PÁGINA:

◇ ◇ ◇ ◇

O setor de saneamento entrou em uma espiral ascendente de investimentos, desde a sanção do seu novo marco legal, a lei 14.026, de julho de 2020, que deve se manter pelo menos até 2033, ano estabelecido como meta para a universalização dos serviços de água e esgoto.
A expectativa da Associação Brasileira de Concessionárias Privadas de Serviços Públicos de Água e Esgoto (Abcon) é a de que nesse período sejam demandados R$ 753 bilhões em investimentos.
“O ponto essencial é que todo esse investimento está acontecendo e, o mais importante, contribuindo substancialmente na redução da desigualdade no Brasil e na retomada do crescimento econômico”, comemora Estela Testa, presidente do Sindicato Nacional das Indústrias de Equipamentos para Saneamento Básico e Ambiental (Sindesam), ligado à Abimaq/Sindimaq.
Conforme a executiva, a maior demonstração de que o ritmo da universalização está dentro do estabelecido – 99% da população com acesso à água e 90% com tratamento e coleta de esgoto – é o volume de investimentos registrado desde a sanção da lei.
“Foram realizados, até o primeiro trimestre de 2022, 16 leilões, envolvendo cerca de R$ 46 bilhões em investimentos estimados, que movimentam a economia do país”, afirma Estela.
Para ela, o lado ainda mais positivo é a nova onda de investimentos ter feito com que fabricantes e fornecedores sejam permanentemente desafiados, buscando melhorias ou alternativas tecnológicas, com desempenho otimizado no tratamento de água e esgoto.
Estela: valorização do lodo de esgoto abre novas perspectivas
“É uma oportunidade de crescimento junto com a infraestrutura do cenário nacional”, diz.
Para se ter uma ideia do ritmo que o mercado tomou, com a aprovação do novo marco, as operadoras privadas de serviços de água e esgoto passaram de uma participação de 6% dos municípios em 2020 para hoje atenderem quase 10% do total, em 509 municípios, dos quais 68% são considerados de pequeno porte, com até 50 mil habitantes, desmitificando ainda a ideia de que os grupos privados não têm interesse em cidades menores, que não seriam rentáveis.

◇ ◇ ◇ ◇

LINHAS:
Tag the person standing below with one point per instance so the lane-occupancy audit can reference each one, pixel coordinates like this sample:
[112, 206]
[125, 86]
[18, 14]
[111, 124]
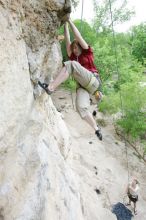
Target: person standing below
[132, 193]
[81, 67]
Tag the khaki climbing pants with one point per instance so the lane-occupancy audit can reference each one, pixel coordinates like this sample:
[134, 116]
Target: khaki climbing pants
[83, 78]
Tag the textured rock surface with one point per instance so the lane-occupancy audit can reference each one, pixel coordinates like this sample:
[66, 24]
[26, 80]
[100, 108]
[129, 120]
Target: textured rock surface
[44, 173]
[35, 181]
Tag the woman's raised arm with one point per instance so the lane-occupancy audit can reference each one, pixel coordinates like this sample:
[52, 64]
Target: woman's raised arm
[77, 35]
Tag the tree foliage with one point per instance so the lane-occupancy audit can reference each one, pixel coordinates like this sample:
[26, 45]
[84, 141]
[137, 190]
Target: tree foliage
[103, 10]
[138, 40]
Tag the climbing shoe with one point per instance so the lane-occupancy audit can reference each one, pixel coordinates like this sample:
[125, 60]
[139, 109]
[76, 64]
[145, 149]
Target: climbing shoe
[45, 87]
[99, 135]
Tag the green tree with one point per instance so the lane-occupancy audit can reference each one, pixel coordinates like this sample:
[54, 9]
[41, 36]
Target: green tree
[138, 41]
[120, 14]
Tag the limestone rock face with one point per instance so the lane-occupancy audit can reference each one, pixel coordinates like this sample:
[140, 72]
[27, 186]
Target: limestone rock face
[35, 181]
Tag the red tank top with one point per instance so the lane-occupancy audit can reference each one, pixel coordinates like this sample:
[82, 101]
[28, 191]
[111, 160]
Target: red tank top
[86, 59]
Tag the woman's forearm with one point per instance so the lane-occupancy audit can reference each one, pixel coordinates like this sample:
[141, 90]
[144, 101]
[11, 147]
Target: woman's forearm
[77, 35]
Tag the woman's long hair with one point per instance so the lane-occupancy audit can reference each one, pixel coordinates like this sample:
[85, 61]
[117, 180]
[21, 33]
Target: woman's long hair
[75, 42]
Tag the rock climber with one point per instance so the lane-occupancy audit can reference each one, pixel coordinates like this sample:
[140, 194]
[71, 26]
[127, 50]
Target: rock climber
[132, 193]
[82, 68]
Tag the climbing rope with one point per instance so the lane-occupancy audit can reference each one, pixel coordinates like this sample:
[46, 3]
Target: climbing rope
[81, 21]
[117, 69]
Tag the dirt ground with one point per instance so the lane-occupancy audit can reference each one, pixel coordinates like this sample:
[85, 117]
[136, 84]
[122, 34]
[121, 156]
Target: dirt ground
[101, 167]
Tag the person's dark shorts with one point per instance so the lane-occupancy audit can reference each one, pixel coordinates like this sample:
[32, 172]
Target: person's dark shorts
[133, 198]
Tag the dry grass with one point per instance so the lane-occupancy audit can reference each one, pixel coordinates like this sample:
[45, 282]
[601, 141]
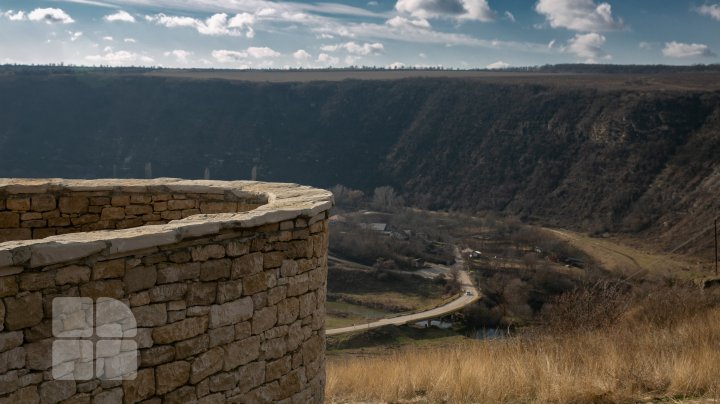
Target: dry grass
[634, 360]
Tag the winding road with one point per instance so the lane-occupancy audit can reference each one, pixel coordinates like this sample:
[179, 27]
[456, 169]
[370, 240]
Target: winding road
[470, 294]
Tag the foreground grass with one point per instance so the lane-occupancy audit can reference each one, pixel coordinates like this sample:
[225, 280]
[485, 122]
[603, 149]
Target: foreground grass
[632, 361]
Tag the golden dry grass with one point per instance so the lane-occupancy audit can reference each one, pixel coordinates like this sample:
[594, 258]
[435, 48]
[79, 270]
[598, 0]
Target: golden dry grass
[631, 361]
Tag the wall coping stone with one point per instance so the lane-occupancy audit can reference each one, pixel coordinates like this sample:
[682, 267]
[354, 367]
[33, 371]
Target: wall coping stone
[285, 201]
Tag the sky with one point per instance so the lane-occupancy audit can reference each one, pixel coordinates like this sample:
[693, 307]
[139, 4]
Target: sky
[242, 34]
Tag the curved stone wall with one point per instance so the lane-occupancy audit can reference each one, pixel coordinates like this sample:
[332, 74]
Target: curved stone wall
[204, 291]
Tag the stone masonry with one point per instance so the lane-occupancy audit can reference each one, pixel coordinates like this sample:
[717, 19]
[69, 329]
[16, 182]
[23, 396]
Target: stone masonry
[226, 282]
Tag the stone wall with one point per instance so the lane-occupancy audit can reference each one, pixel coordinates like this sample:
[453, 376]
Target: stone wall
[227, 307]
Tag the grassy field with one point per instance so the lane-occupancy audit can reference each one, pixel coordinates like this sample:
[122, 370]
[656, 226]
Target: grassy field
[668, 354]
[701, 81]
[615, 255]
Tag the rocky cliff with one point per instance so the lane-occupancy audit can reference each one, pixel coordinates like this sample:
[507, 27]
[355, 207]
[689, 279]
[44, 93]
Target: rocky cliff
[591, 156]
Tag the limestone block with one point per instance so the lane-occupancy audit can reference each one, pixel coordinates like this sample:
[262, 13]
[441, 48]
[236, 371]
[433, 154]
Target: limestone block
[273, 259]
[206, 364]
[247, 265]
[21, 204]
[201, 294]
[170, 376]
[56, 390]
[140, 278]
[168, 292]
[288, 310]
[180, 330]
[177, 273]
[9, 220]
[276, 369]
[8, 286]
[73, 274]
[37, 280]
[192, 346]
[231, 313]
[23, 311]
[259, 282]
[10, 340]
[206, 252]
[43, 203]
[229, 291]
[109, 269]
[74, 204]
[264, 319]
[120, 200]
[237, 248]
[153, 315]
[141, 388]
[241, 352]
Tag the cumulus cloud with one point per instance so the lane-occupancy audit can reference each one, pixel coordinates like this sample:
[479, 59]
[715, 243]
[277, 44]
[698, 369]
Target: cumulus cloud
[687, 50]
[216, 25]
[498, 65]
[477, 10]
[120, 58]
[180, 55]
[327, 60]
[587, 47]
[301, 55]
[402, 22]
[712, 10]
[50, 16]
[354, 49]
[579, 15]
[226, 56]
[14, 16]
[120, 16]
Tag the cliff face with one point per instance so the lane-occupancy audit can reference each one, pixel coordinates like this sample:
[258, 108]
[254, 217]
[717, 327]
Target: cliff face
[584, 157]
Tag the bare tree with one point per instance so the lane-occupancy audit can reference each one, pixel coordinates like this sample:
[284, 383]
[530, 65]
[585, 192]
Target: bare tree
[386, 199]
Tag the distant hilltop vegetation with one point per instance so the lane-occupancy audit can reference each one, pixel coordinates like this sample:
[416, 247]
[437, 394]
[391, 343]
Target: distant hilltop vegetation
[633, 149]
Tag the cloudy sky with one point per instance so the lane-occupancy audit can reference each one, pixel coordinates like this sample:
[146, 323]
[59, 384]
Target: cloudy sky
[338, 33]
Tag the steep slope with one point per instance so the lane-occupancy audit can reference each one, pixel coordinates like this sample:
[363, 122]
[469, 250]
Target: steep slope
[579, 156]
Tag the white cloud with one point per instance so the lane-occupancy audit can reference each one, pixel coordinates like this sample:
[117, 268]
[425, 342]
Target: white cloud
[227, 56]
[120, 58]
[402, 22]
[498, 65]
[120, 16]
[477, 10]
[578, 15]
[354, 49]
[712, 10]
[50, 16]
[262, 52]
[74, 36]
[14, 16]
[687, 50]
[216, 25]
[301, 55]
[328, 60]
[587, 47]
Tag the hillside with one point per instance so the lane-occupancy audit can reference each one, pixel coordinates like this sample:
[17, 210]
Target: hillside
[604, 152]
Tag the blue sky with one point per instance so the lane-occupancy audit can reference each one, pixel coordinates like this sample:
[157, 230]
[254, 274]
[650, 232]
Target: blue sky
[281, 34]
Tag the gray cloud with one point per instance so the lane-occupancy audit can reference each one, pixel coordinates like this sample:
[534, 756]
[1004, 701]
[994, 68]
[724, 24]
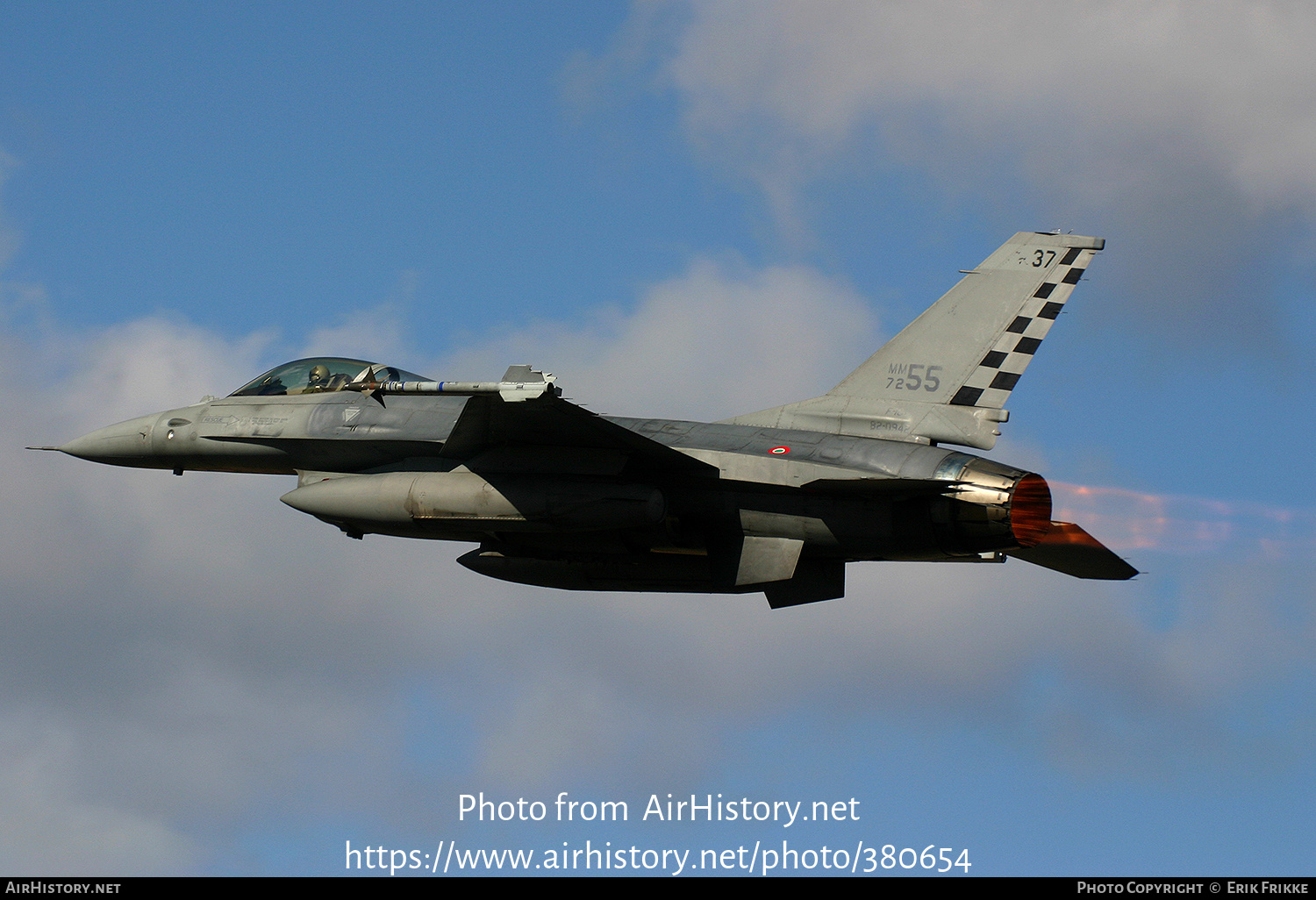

◇ ◇ ◇ ◇

DESAFIO 1: No texto sobre saneamento, em quantos municípios as operadoras privadas de serviços de água e esgoto atuam hoje?
DESAFIO 2: Repita o trecho do texto sobre saneamento que começa em "Para se ter" e segue até "não seriam rentáveis.".

RESULTADO CORRETO 1: Em 509 municípios.

RESULTADO CORRETO 2:
Para se ter uma ideia do ritmo que o mercado tomou, com a aprovação do novo marco, as operadoras privadas de serviços de água e esgoto passaram de uma participação de 6% dos municípios em 2020 para hoje atenderem quase 10% do total, em 509 municípios, dos quais 68% são considerados de pequeno porte, com até 50 mil habitantes, desmitificando ainda a ideia de que os grupos privados não têm interesse em cidades menores, que não seriam rentáveis.